▶ _Aim_:
Put every line of the records below into a Markdown table with two columns, Row and Line. Number the rows in order and leave out blank lines.

▶ _Information shown_:
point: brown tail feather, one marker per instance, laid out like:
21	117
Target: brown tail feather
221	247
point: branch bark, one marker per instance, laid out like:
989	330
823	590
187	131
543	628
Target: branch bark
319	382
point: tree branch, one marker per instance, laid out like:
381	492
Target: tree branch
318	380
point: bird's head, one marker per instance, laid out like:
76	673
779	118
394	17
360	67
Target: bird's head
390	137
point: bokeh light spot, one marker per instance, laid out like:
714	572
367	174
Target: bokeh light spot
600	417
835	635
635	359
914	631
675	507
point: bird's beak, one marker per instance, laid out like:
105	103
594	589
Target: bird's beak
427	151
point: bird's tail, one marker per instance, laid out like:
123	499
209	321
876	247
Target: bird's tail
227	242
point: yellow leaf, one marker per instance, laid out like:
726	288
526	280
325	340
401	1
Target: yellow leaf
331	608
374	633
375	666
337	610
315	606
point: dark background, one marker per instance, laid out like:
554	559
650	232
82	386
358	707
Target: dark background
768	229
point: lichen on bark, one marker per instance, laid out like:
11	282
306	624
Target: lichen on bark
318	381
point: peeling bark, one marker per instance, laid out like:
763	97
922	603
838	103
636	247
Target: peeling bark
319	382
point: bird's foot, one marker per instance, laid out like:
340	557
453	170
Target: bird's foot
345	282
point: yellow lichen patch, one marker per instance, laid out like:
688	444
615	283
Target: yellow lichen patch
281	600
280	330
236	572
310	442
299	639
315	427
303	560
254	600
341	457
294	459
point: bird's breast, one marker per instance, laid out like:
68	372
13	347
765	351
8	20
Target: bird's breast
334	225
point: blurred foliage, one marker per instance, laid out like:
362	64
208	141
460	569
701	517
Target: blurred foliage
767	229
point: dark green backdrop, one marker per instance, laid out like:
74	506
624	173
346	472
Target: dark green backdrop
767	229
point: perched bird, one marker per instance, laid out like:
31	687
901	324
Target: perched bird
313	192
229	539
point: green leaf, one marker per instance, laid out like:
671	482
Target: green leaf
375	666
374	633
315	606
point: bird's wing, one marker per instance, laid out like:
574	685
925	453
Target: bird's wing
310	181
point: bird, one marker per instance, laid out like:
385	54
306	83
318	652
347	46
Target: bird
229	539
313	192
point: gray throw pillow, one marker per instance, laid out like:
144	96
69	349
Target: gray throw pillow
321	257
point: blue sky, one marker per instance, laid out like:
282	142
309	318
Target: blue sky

▶ _Completed exercise_:
| Row | Line |
|---|---|
| 1 | point: brown tail feather, one marker per instance, laid out like: |
| 2 | 21	117 |
| 3 | Target: brown tail feather |
| 4 | 221	247 |
| 5 | point: branch bark, one marker per instance, laid out like: |
| 6 | 989	330 |
| 7 | 823	590 |
| 8 | 187	131 |
| 9 | 543	628 |
| 10 | Target: branch bark |
| 11 | 319	382 |
| 12 | point: tree branch, one marker per instance, laid out like: |
| 13 | 381	492 |
| 14 | Target: tree branch |
| 15 | 318	380 |
| 16 | point: bird's head, one marker per instance, laid out like: |
| 17 | 76	673 |
| 18 | 779	118 |
| 19 | 394	17 |
| 20 | 360	67 |
| 21 | Target: bird's head |
| 22 | 390	137 |
| 23 | point: bokeh light spot, one marker per instance, laid out like: |
| 24 | 714	572 |
| 25 | 367	174 |
| 26 | Target: bokeh light spot |
| 27 | 600	417 |
| 28 | 835	635 |
| 29 | 635	359 |
| 30 | 914	631 |
| 31 | 675	507 |
| 32 | point: bird's beak, one marker per instance, laid out like: |
| 33 | 105	103 |
| 34 | 594	589 |
| 35 | Target: bird's beak |
| 36 | 427	151 |
| 37 | point: bird's tail, one marker per instance, laid out like: |
| 38 | 123	499 |
| 39 | 209	321 |
| 40 | 876	247 |
| 41 | Target: bird's tail |
| 42 | 227	242 |
| 43 | point: yellow leaf, one marker per instance, laid out like: |
| 44 | 726	288 |
| 45 | 526	280 |
| 46 | 325	340 |
| 47 | 401	1 |
| 48 | Target: yellow leaf |
| 49 | 331	608 |
| 50 | 374	633 |
| 51 | 375	666 |
| 52 | 337	610 |
| 53 | 315	606 |
| 54 | point: dark background, one marker per instance, laid out like: |
| 55 | 554	559 |
| 56 | 650	232 |
| 57 | 82	386 |
| 58 | 358	707 |
| 59 | Target: dark background |
| 60 | 768	229 |
| 61 | point: lichen on bark, one marker per instance, laid out like: |
| 62 | 11	282 |
| 63 | 306	624 |
| 64 | Target: lichen on bark |
| 65 | 318	381 |
| 66 | point: peeling bark, one marker per instance, laid out like: |
| 67 | 763	97 |
| 68 | 922	603 |
| 69 | 838	103 |
| 70 | 636	247 |
| 71 | Target: peeling bark |
| 72 | 319	382 |
| 73 | point: bird's foot, one marker per instance, laid out like: |
| 74 | 340	557 |
| 75 | 453	170 |
| 76 | Target: bird's foot |
| 77 | 345	282 |
| 78 | point: yellow lichen patch, one marker per instance, laid out like: |
| 79 | 688	444 |
| 80 | 615	283 |
| 81 | Target: yellow lichen patch |
| 82 | 281	600 |
| 83 | 280	330 |
| 84 | 236	572 |
| 85 | 310	442 |
| 86 | 299	639 |
| 87 | 315	427 |
| 88 | 303	560 |
| 89 | 254	600 |
| 90 | 341	457 |
| 91 | 294	459 |
| 92 | point: bird's breast, one marker per instance, laid out like: |
| 93 | 68	372 |
| 94 | 13	347 |
| 95 | 765	351 |
| 96 | 8	20 |
| 97 | Target: bird's breast |
| 98 | 334	225 |
| 99 | point: blurred foliage, one marker per instance, laid out like: |
| 100 | 362	64 |
| 101 | 208	141 |
| 102 | 460	569 |
| 103 | 701	517 |
| 104 | Target: blurred foliage |
| 105 | 767	229 |
| 106 | point: dark green backdrop, one marker per instance, laid out like: |
| 107 | 74	506 |
| 108 | 624	173 |
| 109 | 346	472 |
| 110 | Target: dark green backdrop |
| 111 | 767	229 |
| 112 | point: perched bird, one marker per instance, laid out like: |
| 113 | 31	687 |
| 114 | 901	324 |
| 115 | Target: perched bird |
| 116 | 313	192 |
| 117 | 229	539 |
| 118 | point: green leaf, one marker per instance, laid out like: |
| 119 | 671	482 |
| 120 | Target: green leaf |
| 121 | 375	666 |
| 122 | 374	633 |
| 123 | 315	606 |
| 124 | point: bird's wing, one marker per instance, laid out like: |
| 125 | 574	685 |
| 126 | 925	453 |
| 127 | Target: bird's wing |
| 128 | 310	181 |
| 129 | point: bird, one marker per instance, laid out like: |
| 130 | 385	54 |
| 131 | 306	83 |
| 132 | 318	652 |
| 133 | 347	46 |
| 134 | Target: bird |
| 135 | 229	539 |
| 136 | 313	192 |
| 137 | point: gray throw pillow, one marker per instance, laid out like: |
| 138 | 144	96 |
| 139 | 69	349 |
| 140 | Target: gray throw pillow |
| 141 | 321	257 |
| 142 | point: blue sky, one marker per instance, laid out like: |
| 143 | 282	142 |
| 144 | 309	318 |
| 145 | Target: blue sky |